---------- KUTIPAN UNTUK DIBACA
Akibat dari globalisasi ini akhirnya berdampak kepada tingkat dari penggunaan teknologi, cara pandang masyarakat dalam memanfaatkan interaksi dengan dunia luar dan menyebabkan suatu fenomena modernisasi. Penggunaan Aplikasi TEMU merupakan salah satu bentuk dari globalisasi tersebut, dimana para penggunanya seakan mengutamakan sifat praktis yang disediakan oleh teknologi dari e-commerce itu sendiri dan juga memanfaatkannya sebagai tempat untuk mencari kebutuhan-kebutuhan yang lebih murah dari luar negeri. Hal ini tentunya akan berdampak kepada tingkat konsumtif dari para konsumennya karena harga yang sangat murah dan penggunaannya yang praktis yang pada akhirnya akan menyebabkan ketergantungan dan kurang mampunya masyarakat dalam menentukan skala prioritas.
Maka dari itu, fenomena aplikasi TEMU juga dapat dikaji menggunakan teori konsumerisme yang dijelaskan oleh Herbert Marcuse. Beliau mengatakan bahwa konsumerisme dipromosikan oleh kapitalisme dan masyarakat sendiri tertipu oleh sebuah sistem promosi kebutuhan palsu. Marcuse menganggap bahwa publikasi media massa berupa iklan di radio, televisi, dan media sosial, merupakan sebuah sarana untuk memanipulasi kebutuhan-kebutuhan palsu kepada masyarakat. Melalui iklan, suatu citra melekat kepada produk serta tertanam dalam pandangan konsumen. Hal itu akan semakin memperlaris barang dagang ke masyarakat.
Oleh karena itu, segala perangkat, perintilan, dan perhiasan dibeli atas dasar keinginan dan bukan kebutuhan. Konsumen berpengaruh atau istilahnya “termakan” oleh iklan-iklan yang telah dirancang dengan niat jelas, yaitu menarik daya beli mereka. Mereka yang kerja di dunia pemasaran produk yang ikut bertanggung jawab untuk periklanan, menciptakan kata “keinginan” menjadi beragam bentuk. Sehingga, para konsumen mempunyai rasa untuk membutuhkan barang tersebut walaupun tidak sepenting itu.
--------------------
**DAFTAR TUGAS**
- A) Jawablah pertanyaan berikut berdasarkan teks tentang aplikasi TEMU.
(i) Apa yang dicari para pengguna aplikasi TEMU dari luar negeri?
(ii) Teori siapa yang digunakan untuk mengkaji fenomena aplikasi TEMU?
(iii) Atas dasar apa segala perangkat, perintilan, dan perhiasan dibeli?
- B) Salinlah bagian teks tentang aplikasi TEMU di antara "Akibat dari globalisasi" dan "menentukan skala prioritas.", termasuk kedua bagian tersebut.
---------- CUPLIKAN DATA
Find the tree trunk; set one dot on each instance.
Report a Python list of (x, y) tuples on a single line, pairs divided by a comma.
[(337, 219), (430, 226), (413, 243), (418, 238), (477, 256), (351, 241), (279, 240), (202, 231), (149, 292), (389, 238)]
--------------------
**HASIL LATIHAN**
- A)
(i) Kebutuhan-kebutuhan yang lebih murah.
(ii) Teori konsumerisme Herbert Marcuse.
(iii) Atas dasar keinginan, bukan kebutuhan.

- B)
Akibat dari globalisasi ini akhirnya berdampak kepada tingkat dari penggunaan teknologi, cara pandang masyarakat dalam memanfaatkan interaksi dengan dunia luar dan menyebabkan suatu fenomena modernisasi. Penggunaan Aplikasi TEMU merupakan salah satu bentuk dari globalisasi tersebut, dimana para penggunanya seakan mengutamakan sifat praktis yang disediakan oleh teknologi dari e-commerce itu sendiri dan juga memanfaatkannya sebagai tempat untuk mencari kebutuhan-kebutuhan yang lebih murah dari luar negeri. Hal ini tentunya akan berdampak kepada tingkat konsumtif dari para konsumennya karena harga yang sangat murah dan penggunaannya yang praktis yang pada akhirnya akan menyebabkan ketergantungan dan kurang mampunya masyarakat dalam menentukan skala prioritas.